**Problem**
Return each line of the listing below that contains the string "edge". Case counts, so match uppercase and lowercase letters exactly.

################

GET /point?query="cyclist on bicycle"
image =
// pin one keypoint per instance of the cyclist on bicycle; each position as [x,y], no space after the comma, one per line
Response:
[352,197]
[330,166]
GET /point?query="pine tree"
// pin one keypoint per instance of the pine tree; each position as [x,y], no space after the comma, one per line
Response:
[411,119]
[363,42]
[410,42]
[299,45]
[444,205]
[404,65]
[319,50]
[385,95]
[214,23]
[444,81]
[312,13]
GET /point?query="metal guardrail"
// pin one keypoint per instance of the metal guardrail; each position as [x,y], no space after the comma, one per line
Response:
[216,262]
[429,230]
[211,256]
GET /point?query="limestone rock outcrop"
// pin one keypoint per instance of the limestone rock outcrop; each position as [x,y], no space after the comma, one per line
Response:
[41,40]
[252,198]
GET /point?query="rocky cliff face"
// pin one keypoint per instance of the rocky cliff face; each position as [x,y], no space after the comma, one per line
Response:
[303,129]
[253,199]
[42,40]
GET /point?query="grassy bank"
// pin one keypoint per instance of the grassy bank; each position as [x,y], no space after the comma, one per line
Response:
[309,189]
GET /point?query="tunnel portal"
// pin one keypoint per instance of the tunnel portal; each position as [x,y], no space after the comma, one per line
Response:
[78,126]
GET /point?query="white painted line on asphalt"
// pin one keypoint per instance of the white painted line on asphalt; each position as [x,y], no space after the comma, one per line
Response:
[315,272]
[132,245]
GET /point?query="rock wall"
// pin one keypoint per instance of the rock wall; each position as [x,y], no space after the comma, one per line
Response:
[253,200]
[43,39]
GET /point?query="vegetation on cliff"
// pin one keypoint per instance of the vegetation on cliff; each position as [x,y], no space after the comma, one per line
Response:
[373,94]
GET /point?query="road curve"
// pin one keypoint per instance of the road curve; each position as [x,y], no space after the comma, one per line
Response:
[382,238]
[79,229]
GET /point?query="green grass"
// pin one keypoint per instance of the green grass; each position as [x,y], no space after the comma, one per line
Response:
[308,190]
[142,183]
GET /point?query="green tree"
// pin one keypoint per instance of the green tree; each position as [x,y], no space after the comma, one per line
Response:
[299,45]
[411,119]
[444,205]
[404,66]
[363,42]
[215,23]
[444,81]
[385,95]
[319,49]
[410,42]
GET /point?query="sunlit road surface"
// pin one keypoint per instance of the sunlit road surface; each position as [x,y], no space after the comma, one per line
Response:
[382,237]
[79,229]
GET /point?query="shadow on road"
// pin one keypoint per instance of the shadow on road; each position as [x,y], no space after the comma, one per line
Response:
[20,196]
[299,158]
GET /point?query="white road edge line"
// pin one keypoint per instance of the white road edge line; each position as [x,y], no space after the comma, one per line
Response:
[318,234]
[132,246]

################

**Correct result**
GET /point?query="white road edge line"
// pin one keypoint per instance of the white road edge line; each position as [x,y], no space after the comma, one per line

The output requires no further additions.